▶ _DIRECTIONS_: Please count the lines in the data below that hold the word "green", and give only the number.

▶ _DATASET ENTRIES_:
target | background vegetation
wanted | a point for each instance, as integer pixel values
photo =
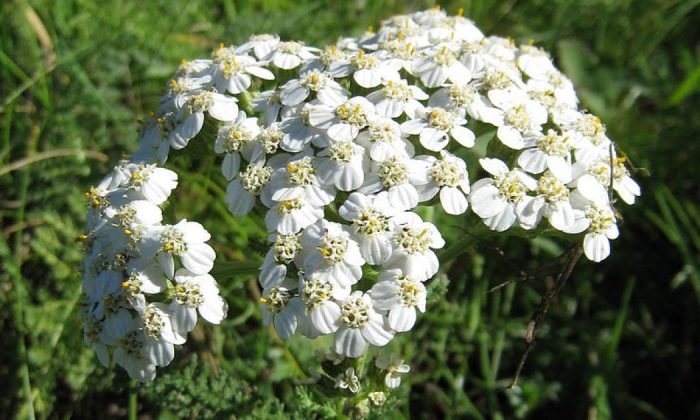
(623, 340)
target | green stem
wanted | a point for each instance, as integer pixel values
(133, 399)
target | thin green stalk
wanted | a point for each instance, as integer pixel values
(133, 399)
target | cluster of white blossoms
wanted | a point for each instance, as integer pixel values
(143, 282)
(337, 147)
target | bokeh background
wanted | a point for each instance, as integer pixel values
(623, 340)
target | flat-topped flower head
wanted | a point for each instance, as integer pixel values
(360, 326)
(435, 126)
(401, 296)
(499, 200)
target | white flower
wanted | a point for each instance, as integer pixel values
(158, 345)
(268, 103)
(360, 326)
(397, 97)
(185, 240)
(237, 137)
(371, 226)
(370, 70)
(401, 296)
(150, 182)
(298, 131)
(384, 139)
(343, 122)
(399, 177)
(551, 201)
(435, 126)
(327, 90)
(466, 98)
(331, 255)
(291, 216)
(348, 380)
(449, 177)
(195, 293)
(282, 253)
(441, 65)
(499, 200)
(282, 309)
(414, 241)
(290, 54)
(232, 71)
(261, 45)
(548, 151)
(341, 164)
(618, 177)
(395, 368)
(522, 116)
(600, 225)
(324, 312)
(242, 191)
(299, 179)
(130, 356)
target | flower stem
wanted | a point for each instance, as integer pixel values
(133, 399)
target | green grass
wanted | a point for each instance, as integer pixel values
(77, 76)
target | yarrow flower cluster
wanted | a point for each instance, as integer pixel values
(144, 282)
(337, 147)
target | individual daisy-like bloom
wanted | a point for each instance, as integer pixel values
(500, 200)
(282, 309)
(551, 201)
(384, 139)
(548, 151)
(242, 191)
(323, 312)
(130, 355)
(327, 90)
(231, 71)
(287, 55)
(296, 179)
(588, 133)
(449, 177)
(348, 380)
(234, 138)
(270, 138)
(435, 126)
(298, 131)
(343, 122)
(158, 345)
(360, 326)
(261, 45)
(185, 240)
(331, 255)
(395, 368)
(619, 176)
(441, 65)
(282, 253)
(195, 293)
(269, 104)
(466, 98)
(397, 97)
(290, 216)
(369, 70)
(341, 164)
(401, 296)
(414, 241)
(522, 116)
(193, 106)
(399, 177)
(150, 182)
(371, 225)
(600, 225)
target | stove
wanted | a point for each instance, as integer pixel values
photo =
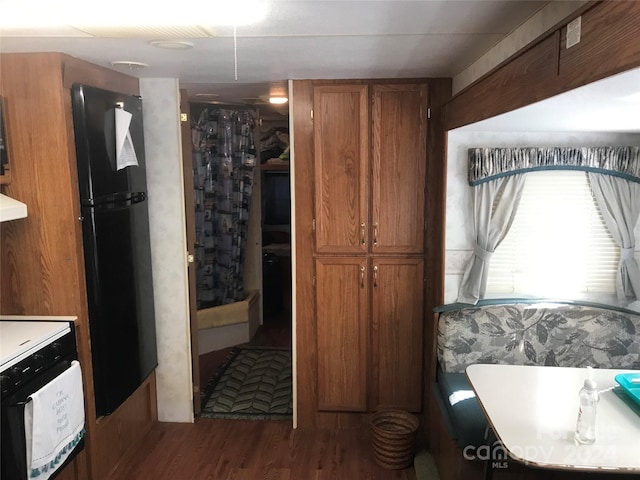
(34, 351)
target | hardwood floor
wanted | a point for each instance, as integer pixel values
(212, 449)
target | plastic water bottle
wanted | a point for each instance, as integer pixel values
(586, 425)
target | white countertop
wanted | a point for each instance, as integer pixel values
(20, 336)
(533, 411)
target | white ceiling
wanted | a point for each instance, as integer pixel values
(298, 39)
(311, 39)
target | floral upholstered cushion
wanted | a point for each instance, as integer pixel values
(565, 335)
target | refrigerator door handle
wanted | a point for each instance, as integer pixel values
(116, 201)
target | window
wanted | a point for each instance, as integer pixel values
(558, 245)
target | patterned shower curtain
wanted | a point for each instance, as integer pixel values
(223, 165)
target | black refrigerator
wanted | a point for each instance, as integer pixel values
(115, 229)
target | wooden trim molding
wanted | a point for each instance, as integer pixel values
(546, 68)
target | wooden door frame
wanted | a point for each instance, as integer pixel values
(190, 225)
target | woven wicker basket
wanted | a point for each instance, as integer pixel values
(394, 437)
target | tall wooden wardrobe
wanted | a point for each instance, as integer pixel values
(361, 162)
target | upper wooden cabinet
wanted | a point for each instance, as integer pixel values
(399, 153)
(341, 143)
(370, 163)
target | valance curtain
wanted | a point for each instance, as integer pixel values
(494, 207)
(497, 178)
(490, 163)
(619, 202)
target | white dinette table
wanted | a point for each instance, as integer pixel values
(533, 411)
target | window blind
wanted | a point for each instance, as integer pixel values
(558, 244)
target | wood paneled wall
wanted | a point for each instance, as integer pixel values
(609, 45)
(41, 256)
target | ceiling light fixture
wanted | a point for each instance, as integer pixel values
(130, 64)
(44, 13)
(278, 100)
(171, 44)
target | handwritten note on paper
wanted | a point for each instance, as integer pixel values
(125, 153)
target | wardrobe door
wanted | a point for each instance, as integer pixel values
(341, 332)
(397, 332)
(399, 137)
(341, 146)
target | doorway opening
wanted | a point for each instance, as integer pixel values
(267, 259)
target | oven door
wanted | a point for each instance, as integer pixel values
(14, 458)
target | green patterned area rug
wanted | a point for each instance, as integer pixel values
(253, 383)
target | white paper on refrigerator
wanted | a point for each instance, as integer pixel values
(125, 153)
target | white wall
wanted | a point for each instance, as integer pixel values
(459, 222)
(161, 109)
---
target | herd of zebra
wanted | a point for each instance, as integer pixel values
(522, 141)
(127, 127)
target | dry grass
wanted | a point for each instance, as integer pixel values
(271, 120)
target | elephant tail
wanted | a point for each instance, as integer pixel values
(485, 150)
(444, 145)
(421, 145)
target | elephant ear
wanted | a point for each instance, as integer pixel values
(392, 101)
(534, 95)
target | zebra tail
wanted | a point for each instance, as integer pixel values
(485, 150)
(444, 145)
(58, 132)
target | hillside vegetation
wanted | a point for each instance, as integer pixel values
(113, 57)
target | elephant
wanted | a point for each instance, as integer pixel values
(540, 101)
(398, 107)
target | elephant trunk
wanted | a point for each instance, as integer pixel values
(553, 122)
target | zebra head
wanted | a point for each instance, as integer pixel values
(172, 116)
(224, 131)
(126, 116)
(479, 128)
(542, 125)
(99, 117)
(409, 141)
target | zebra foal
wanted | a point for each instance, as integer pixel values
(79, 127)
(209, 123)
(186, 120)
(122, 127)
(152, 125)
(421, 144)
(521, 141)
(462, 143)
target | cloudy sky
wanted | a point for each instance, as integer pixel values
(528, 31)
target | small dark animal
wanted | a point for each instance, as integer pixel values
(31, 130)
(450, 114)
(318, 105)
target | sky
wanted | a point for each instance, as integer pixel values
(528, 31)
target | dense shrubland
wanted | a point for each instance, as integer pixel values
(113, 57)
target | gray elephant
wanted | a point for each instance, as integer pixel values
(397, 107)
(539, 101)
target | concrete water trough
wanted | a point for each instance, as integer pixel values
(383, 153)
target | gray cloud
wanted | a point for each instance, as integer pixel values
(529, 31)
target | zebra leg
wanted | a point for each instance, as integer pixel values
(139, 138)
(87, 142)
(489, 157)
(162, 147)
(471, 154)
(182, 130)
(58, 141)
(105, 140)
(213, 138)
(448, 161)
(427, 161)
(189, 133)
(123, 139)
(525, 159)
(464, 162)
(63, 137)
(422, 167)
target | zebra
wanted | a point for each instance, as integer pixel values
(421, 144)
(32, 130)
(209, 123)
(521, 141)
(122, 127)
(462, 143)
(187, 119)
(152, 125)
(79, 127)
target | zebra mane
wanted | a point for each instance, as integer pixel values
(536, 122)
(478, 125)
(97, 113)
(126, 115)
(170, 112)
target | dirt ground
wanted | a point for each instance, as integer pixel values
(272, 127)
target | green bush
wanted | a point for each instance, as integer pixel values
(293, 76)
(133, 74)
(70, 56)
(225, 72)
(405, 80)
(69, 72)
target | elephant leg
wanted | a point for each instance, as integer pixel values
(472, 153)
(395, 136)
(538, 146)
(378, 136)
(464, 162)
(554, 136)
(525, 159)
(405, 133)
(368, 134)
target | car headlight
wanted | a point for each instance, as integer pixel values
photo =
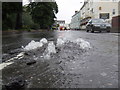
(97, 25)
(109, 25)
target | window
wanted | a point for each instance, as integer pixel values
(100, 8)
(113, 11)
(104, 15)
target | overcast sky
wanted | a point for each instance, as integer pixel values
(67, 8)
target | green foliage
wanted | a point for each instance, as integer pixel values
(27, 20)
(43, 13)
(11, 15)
==
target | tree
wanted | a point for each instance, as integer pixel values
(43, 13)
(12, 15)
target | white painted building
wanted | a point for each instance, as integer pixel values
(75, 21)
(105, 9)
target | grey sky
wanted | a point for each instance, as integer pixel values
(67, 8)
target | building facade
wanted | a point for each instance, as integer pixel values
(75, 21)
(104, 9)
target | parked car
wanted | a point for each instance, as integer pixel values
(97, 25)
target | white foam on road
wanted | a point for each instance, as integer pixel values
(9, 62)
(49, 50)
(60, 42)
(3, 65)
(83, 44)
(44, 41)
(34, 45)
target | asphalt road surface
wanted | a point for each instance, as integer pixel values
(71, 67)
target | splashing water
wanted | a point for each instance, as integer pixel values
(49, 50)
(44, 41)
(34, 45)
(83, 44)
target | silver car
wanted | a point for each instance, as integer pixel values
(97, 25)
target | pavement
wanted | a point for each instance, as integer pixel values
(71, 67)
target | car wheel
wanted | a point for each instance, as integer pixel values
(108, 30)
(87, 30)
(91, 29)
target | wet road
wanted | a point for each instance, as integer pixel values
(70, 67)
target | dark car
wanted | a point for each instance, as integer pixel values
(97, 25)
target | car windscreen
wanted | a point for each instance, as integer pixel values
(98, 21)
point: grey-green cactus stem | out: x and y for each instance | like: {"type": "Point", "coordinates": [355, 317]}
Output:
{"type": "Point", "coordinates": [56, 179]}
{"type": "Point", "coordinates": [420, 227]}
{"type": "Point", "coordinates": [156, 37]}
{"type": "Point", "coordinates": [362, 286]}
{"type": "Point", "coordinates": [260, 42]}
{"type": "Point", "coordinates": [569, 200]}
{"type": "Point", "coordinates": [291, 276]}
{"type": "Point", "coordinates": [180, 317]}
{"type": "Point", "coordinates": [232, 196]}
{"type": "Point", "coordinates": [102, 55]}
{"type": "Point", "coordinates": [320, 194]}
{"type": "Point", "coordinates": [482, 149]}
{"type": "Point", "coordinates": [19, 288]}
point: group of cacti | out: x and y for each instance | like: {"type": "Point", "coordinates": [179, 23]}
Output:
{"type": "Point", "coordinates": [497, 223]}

▶ _ANSWER_: 7